→ Stated task a
List every IP address that appears in the forum thread about preventing software cracks below.

→ Source passage
Asked by ruchira (111.223.170.x) on November 8 2020, 1:25pm
Reply on November 8 2020, 4:43pm:
    IMO trying to prevent cracks is a losing battle. Try to prevent key-gens of course. If you can, try to prevent automated cracks (e.g. try to prevent crackers from making a program that cracks your executable -- this is bad because then pirates can get all of your updates and crack them, vs having to download a questionable cracked version with each update). But trying to prevent someone from making a cracked version of your software, not worth the time IMO.


Comments:
  • Posted by ruchira (104.248.147.x) on November 9 2020, 2:57pm:
    So you mean that on every release I should change the security mechanism?

  • Posted by Thiekus (45.76.148.x) on November 9 2020, 4:41pm:
    AFAIK as ex-cracker, crackers could make generic binary pattern matching patcher, that's make possible to patch your another version (possibly next) without need manually re-crack again. You can alter for checking part (but essentially same algorithm) to avoid this generic patcher. Or you can use 'code scrambling' like CodeVirtualizer for checking routines only if you really paranoid.

→ Stated task b
Collect each line of the records below that contains the string "metal".

→ Records for the task
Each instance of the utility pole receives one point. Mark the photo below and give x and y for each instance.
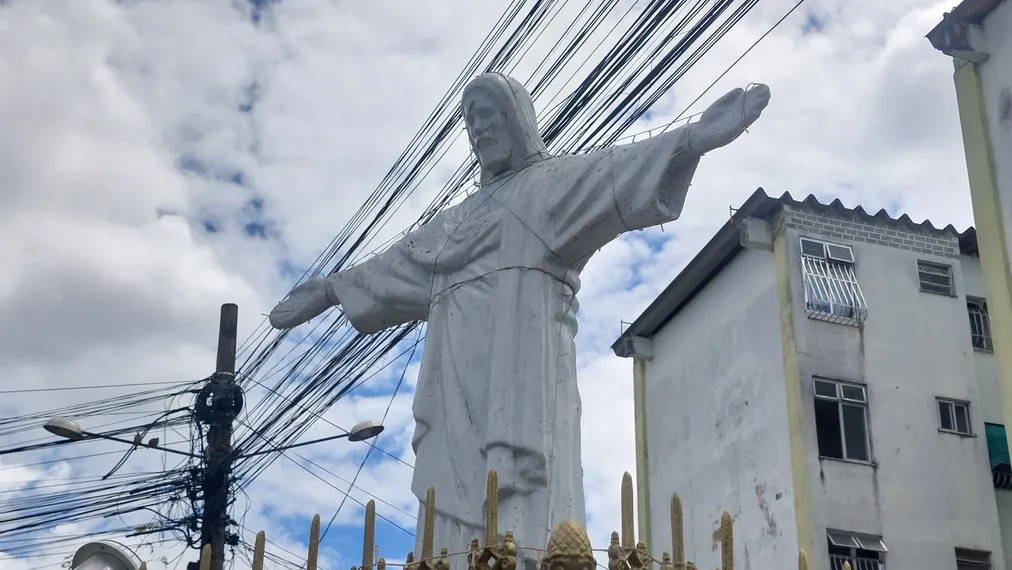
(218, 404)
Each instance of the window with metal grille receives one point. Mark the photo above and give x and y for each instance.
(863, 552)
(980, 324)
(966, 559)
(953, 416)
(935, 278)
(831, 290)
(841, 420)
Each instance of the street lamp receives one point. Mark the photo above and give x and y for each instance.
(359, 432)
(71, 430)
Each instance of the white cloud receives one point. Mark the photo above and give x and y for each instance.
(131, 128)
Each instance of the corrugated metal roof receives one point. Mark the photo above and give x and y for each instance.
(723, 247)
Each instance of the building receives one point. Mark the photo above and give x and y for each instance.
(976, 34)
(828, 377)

==

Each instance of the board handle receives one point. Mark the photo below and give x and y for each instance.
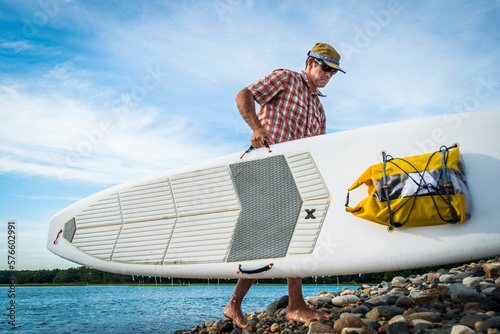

* * *

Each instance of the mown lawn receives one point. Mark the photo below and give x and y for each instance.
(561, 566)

→ Written answer a
111.223.170.x
104.248.147.x
45.76.148.x

→ Written answer b
Each instance of the window with metal grille receives one point. Mark the photo above and give x and y for each instance.
Each instance of the corrugated metal roof receives one point. Mark the photo above and give x and y for each instance.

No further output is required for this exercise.